▸ **DOCUMENT SEGMENT**
---

In his booklet The Prophesied ‘Prince of Russia,’ Watch Jerusalem editor in chief Gerald Flurry writes:

Putin has pushed America out of the Middle East. Russia is now the only global power really impacting that region. And now China is pushing America out of Asia. These developments ought to intensely alarm the American superpower.

As America sleeps, Russia continues to gain momentum—but Europe is taking notice. The Bible prophesies of a coming clash between Russia and a German-led Europe in the near future. Mr. Flurry continues:

We need to watch what is happening in Russia and how Europe responds to it. Daniel 11:44 talks about “tidings out of the east” troubling Europe. Putin’s tactics in Georgia, Ukraine, the Middle East and elsewhere are already deeply troubling to Europe and the world. Russia’s resurgence—which we see reported in headlines often—shows that end-time Bible prophecies are rapidly being fulfilled!

---

▸ **DATASET ENTRIES**
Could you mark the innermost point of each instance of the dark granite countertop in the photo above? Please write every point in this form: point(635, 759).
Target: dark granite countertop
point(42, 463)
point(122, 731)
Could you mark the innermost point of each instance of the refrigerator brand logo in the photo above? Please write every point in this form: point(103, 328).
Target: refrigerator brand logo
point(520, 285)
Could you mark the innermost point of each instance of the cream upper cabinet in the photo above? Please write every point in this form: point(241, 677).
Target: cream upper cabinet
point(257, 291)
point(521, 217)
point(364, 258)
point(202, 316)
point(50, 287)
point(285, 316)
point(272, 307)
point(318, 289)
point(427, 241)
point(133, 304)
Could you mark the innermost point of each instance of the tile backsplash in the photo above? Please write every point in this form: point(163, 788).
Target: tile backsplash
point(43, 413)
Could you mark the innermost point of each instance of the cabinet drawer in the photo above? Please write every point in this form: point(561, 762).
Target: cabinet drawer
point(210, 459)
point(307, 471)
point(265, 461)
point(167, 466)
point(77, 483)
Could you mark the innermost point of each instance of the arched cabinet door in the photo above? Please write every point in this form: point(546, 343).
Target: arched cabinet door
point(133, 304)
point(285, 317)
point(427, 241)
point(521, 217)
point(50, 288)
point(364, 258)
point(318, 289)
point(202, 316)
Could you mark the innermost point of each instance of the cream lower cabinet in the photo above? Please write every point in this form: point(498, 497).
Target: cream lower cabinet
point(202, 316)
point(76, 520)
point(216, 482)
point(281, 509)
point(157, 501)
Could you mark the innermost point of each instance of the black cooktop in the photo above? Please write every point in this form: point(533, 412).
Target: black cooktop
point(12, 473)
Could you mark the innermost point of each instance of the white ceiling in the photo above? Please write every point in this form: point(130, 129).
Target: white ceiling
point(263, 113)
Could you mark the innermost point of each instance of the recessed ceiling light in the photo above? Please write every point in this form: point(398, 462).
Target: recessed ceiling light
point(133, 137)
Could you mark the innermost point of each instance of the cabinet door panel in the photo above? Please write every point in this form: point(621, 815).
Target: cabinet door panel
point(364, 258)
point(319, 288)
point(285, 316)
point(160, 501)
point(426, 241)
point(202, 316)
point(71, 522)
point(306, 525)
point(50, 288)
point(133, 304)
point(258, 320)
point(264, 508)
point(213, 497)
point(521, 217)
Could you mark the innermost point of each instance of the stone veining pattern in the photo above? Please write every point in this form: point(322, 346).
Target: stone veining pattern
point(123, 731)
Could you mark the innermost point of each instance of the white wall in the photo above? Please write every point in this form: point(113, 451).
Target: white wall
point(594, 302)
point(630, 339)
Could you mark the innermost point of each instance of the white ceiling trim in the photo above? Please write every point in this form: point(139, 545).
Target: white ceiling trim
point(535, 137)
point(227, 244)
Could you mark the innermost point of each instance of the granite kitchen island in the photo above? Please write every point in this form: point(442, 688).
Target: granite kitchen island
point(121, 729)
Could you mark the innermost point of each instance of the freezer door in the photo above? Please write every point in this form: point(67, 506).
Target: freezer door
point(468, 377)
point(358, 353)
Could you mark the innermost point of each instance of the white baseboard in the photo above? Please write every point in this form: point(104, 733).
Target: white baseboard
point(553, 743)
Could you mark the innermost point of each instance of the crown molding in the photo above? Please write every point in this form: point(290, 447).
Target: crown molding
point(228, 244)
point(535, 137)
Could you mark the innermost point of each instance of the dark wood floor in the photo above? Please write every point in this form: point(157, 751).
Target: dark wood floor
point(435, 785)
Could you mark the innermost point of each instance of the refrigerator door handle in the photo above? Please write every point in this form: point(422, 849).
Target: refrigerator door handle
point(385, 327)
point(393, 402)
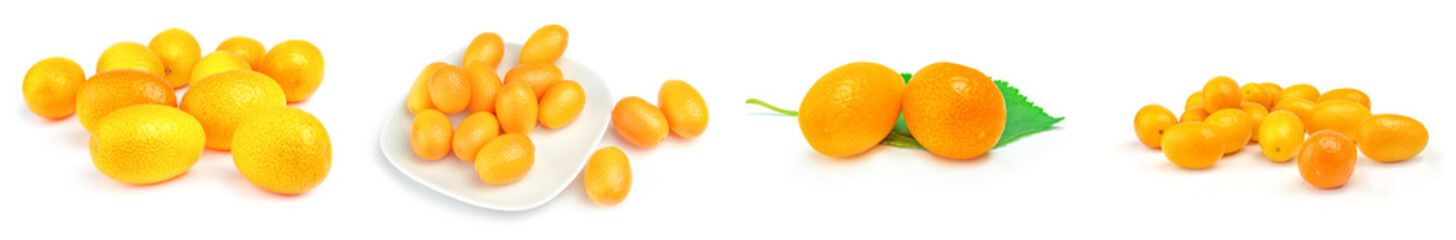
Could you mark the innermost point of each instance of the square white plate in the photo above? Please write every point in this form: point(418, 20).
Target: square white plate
point(559, 153)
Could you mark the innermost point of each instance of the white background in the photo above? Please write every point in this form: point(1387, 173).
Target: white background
point(752, 175)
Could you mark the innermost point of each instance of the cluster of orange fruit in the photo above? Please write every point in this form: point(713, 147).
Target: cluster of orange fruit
point(951, 109)
point(236, 102)
point(1223, 118)
point(683, 112)
point(533, 92)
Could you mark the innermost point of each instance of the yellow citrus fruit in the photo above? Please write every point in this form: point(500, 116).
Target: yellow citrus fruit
point(178, 51)
point(216, 63)
point(297, 66)
point(1299, 106)
point(851, 108)
point(283, 150)
point(685, 109)
point(131, 56)
point(450, 89)
point(545, 45)
point(561, 104)
point(1194, 114)
point(115, 89)
point(1150, 122)
point(475, 131)
point(418, 98)
point(222, 101)
point(430, 134)
point(517, 108)
point(146, 144)
point(1273, 89)
point(609, 176)
point(1196, 99)
point(1391, 137)
point(1233, 127)
point(1300, 92)
point(1346, 95)
point(1327, 159)
point(1220, 93)
point(1255, 93)
point(1338, 115)
point(639, 122)
point(1257, 114)
point(539, 76)
point(484, 85)
point(505, 159)
point(1280, 136)
point(485, 50)
point(1193, 144)
point(50, 88)
point(245, 47)
point(954, 111)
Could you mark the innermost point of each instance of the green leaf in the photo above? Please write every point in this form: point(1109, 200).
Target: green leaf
point(786, 112)
point(1022, 117)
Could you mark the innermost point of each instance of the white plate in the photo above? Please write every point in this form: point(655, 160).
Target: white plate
point(559, 153)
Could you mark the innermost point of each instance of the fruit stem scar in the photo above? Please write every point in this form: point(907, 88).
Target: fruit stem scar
point(773, 108)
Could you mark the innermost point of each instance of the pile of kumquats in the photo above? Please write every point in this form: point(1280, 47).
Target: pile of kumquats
point(1322, 131)
point(495, 136)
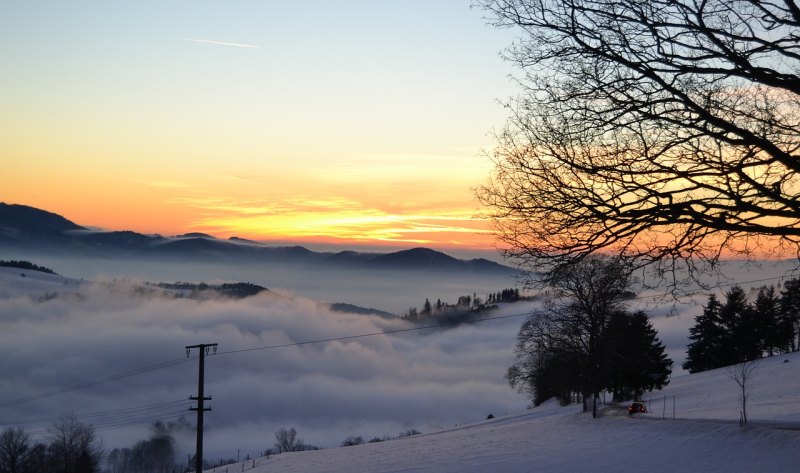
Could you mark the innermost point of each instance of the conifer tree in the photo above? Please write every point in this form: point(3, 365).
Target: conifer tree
point(706, 339)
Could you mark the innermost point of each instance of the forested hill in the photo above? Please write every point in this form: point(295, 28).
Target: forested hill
point(29, 229)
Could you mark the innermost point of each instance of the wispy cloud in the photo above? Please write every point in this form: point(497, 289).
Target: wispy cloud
point(166, 184)
point(221, 43)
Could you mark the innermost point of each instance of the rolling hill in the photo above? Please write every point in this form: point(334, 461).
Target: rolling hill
point(27, 228)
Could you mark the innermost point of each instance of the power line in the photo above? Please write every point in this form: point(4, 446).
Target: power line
point(113, 414)
point(166, 364)
point(371, 334)
point(106, 379)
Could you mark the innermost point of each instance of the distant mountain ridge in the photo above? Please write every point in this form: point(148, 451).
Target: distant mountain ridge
point(29, 228)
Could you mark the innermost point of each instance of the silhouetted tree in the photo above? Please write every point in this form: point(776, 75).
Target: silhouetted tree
point(706, 339)
point(662, 129)
point(68, 440)
point(15, 451)
point(790, 313)
point(637, 360)
point(584, 341)
point(286, 440)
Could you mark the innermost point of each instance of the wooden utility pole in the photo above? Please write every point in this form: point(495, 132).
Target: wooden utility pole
point(204, 350)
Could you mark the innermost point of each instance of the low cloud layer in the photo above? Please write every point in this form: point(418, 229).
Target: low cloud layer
point(261, 379)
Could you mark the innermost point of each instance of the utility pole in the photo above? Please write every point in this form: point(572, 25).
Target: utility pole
point(204, 350)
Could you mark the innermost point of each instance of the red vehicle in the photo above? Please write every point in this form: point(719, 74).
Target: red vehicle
point(636, 407)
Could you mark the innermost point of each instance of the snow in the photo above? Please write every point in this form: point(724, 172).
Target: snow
point(16, 281)
point(692, 424)
point(704, 436)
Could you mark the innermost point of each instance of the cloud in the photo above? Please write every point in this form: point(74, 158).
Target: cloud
point(372, 386)
point(238, 45)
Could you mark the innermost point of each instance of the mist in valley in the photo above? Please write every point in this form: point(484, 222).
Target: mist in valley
point(105, 321)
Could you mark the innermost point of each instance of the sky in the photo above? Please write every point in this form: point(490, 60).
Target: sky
point(348, 122)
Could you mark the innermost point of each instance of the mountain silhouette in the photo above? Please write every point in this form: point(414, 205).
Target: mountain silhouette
point(26, 227)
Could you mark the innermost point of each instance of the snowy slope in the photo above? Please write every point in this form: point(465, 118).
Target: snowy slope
point(554, 439)
point(16, 281)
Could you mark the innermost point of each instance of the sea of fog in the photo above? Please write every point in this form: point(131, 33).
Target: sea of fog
point(95, 345)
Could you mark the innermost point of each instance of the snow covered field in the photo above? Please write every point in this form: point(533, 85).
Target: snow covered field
point(704, 437)
point(372, 386)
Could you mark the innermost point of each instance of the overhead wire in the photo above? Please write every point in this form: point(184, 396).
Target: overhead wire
point(169, 363)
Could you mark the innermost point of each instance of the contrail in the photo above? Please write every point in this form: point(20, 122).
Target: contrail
point(238, 45)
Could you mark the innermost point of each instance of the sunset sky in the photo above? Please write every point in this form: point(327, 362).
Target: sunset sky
point(357, 122)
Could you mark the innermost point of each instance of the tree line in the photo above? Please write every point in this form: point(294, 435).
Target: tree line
point(584, 341)
point(69, 447)
point(737, 330)
point(465, 307)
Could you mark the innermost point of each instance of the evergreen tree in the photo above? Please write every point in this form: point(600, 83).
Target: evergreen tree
point(637, 360)
point(790, 314)
point(766, 311)
point(706, 338)
point(737, 327)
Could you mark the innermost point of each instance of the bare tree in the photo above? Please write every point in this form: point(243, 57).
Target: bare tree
point(73, 444)
point(742, 374)
point(15, 451)
point(565, 343)
point(666, 130)
point(287, 441)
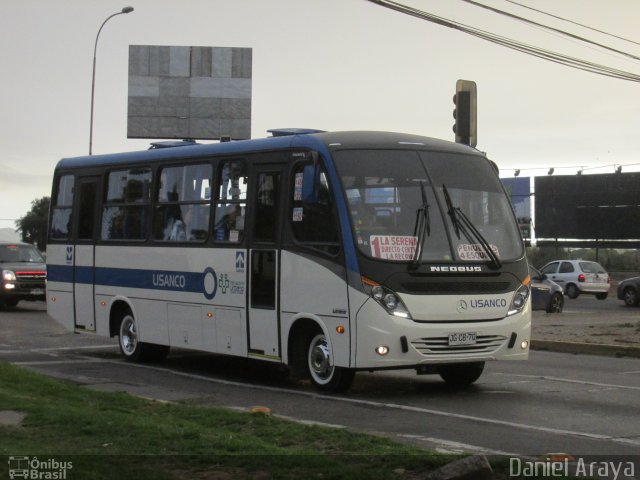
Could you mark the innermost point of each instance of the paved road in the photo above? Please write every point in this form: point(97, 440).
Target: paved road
point(577, 404)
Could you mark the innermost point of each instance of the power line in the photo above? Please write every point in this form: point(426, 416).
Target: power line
point(510, 43)
point(571, 21)
point(553, 29)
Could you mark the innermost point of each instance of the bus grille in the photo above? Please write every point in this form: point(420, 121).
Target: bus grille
point(455, 288)
point(440, 345)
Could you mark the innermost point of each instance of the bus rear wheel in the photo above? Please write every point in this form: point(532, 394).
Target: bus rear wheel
point(132, 348)
point(322, 371)
point(461, 374)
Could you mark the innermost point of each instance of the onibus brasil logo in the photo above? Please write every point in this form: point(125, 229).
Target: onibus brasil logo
point(33, 468)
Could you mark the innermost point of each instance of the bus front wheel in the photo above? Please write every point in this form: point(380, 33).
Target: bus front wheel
point(320, 363)
point(132, 348)
point(461, 374)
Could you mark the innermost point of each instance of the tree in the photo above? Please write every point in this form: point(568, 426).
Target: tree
point(33, 226)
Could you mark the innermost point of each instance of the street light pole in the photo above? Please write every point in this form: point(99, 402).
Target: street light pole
point(93, 78)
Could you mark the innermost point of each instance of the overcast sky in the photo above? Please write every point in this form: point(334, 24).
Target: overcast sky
point(327, 64)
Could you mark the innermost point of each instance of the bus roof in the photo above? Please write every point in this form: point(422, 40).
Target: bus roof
point(298, 138)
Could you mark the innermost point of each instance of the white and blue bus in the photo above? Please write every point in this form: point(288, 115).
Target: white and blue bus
point(327, 252)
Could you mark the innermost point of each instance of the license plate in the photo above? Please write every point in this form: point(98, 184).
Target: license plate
point(464, 338)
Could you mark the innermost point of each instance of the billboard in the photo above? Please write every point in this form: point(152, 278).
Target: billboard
point(200, 93)
point(588, 207)
point(519, 191)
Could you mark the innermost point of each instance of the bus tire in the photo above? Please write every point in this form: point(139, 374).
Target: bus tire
point(461, 374)
point(132, 348)
point(322, 371)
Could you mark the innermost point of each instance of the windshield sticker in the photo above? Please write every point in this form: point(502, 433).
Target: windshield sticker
point(473, 252)
point(393, 247)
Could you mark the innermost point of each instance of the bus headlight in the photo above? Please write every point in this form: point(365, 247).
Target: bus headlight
point(387, 298)
point(8, 276)
point(519, 300)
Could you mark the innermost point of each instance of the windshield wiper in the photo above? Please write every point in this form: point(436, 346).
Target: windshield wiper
point(451, 211)
point(423, 224)
point(462, 222)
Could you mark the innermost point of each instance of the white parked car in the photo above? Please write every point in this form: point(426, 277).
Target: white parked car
point(579, 276)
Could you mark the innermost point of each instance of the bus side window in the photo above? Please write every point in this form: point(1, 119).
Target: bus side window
point(312, 218)
point(124, 216)
point(60, 227)
point(181, 212)
point(231, 208)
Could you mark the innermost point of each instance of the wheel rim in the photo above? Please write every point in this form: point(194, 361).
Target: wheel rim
point(128, 335)
point(630, 297)
point(320, 362)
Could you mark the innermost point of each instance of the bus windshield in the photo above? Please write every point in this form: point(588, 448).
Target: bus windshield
point(427, 207)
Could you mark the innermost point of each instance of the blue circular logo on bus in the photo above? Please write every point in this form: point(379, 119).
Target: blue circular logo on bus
point(209, 283)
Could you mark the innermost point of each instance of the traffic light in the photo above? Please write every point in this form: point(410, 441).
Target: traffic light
point(465, 113)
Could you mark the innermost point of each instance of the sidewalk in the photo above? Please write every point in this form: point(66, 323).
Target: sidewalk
point(588, 333)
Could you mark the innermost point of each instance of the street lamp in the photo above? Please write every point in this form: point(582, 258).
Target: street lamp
point(93, 78)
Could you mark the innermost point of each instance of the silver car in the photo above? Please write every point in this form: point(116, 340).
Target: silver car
point(579, 276)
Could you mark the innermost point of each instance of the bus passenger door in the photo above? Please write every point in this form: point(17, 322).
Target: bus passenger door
point(84, 257)
point(264, 263)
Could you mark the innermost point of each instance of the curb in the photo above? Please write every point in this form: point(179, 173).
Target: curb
point(586, 348)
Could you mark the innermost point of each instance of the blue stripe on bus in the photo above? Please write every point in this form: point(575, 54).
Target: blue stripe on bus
point(196, 282)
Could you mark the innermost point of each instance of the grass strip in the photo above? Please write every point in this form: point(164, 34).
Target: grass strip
point(116, 436)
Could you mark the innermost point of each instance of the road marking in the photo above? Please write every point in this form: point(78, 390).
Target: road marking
point(57, 362)
point(569, 380)
point(66, 349)
point(451, 447)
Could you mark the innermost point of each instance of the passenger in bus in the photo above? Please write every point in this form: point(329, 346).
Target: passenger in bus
point(232, 221)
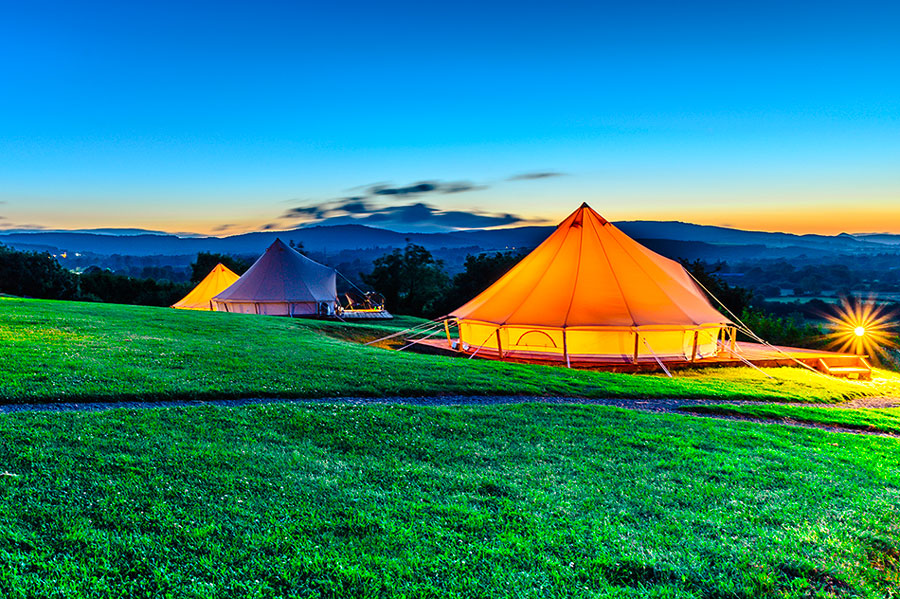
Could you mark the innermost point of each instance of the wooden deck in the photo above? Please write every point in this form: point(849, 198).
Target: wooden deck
point(837, 364)
point(366, 315)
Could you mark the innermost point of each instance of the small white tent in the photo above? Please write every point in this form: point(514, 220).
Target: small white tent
point(283, 282)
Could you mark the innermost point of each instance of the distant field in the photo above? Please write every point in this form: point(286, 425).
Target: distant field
point(396, 501)
point(69, 351)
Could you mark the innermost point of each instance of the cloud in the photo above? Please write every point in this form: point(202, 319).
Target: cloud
point(424, 187)
point(414, 217)
point(534, 176)
point(391, 207)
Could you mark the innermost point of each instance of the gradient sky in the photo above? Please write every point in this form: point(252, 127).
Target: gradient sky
point(221, 117)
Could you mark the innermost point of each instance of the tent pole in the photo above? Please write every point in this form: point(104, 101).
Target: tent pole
point(637, 340)
point(694, 351)
point(447, 331)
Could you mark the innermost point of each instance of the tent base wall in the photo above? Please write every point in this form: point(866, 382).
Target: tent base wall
point(758, 354)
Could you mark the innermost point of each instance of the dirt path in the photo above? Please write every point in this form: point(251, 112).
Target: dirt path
point(658, 406)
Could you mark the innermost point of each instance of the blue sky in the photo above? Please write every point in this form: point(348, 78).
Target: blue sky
point(225, 117)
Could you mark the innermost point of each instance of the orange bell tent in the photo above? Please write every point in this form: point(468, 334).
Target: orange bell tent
point(218, 280)
point(590, 292)
point(282, 282)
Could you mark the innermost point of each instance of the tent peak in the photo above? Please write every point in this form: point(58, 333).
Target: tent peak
point(585, 207)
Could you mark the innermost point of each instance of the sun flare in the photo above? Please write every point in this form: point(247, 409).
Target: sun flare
point(861, 327)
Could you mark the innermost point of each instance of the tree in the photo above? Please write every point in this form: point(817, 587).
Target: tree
point(206, 261)
point(35, 274)
point(736, 299)
point(411, 281)
point(481, 271)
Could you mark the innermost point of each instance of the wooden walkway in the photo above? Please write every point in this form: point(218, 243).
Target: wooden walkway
point(838, 364)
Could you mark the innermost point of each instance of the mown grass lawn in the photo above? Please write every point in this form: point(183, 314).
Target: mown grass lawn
point(884, 420)
point(69, 351)
point(531, 500)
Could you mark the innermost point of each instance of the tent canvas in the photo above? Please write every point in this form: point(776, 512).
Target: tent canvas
point(282, 282)
point(218, 280)
point(590, 291)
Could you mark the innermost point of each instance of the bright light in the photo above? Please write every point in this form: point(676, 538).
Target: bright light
point(861, 327)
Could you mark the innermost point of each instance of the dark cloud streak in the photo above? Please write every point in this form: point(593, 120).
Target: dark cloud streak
point(535, 176)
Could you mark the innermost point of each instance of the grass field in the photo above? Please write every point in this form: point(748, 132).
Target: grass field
point(883, 420)
point(341, 500)
point(396, 501)
point(69, 351)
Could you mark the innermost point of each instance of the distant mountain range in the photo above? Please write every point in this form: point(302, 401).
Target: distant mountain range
point(683, 239)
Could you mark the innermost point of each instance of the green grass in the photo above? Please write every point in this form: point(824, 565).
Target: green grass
point(393, 501)
point(69, 351)
point(884, 420)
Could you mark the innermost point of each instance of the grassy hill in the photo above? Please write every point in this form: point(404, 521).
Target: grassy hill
point(69, 351)
point(398, 501)
point(340, 500)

---

▸ **REQUIRED WORK**
A. In the excerpt on Russia and Bible prophecy, which country is named as pushing America out of Asia?
B. Pick up the excerpt on Russia and Bible prophecy after its last sentence and continue it for a paragraph.

▸ **ANSWERS TO THE EXERCISES**
A. China

B.
A new naval facility in Sudan will greatly increase Russia’s influence in the region. While the current aim is for it to be a “defensive” base, with the goal of “maintaining peace and stability in the region,” it could easily become a strategic way to enforce Russia’s goals in the Middle East. With America out and Russia in, expect Russian influence in the Middle East to grow. For more information about Russia’s role in Bible prophecy, read The Prophesied ‘Prince of Russia’ and Russia and China in Prophecy.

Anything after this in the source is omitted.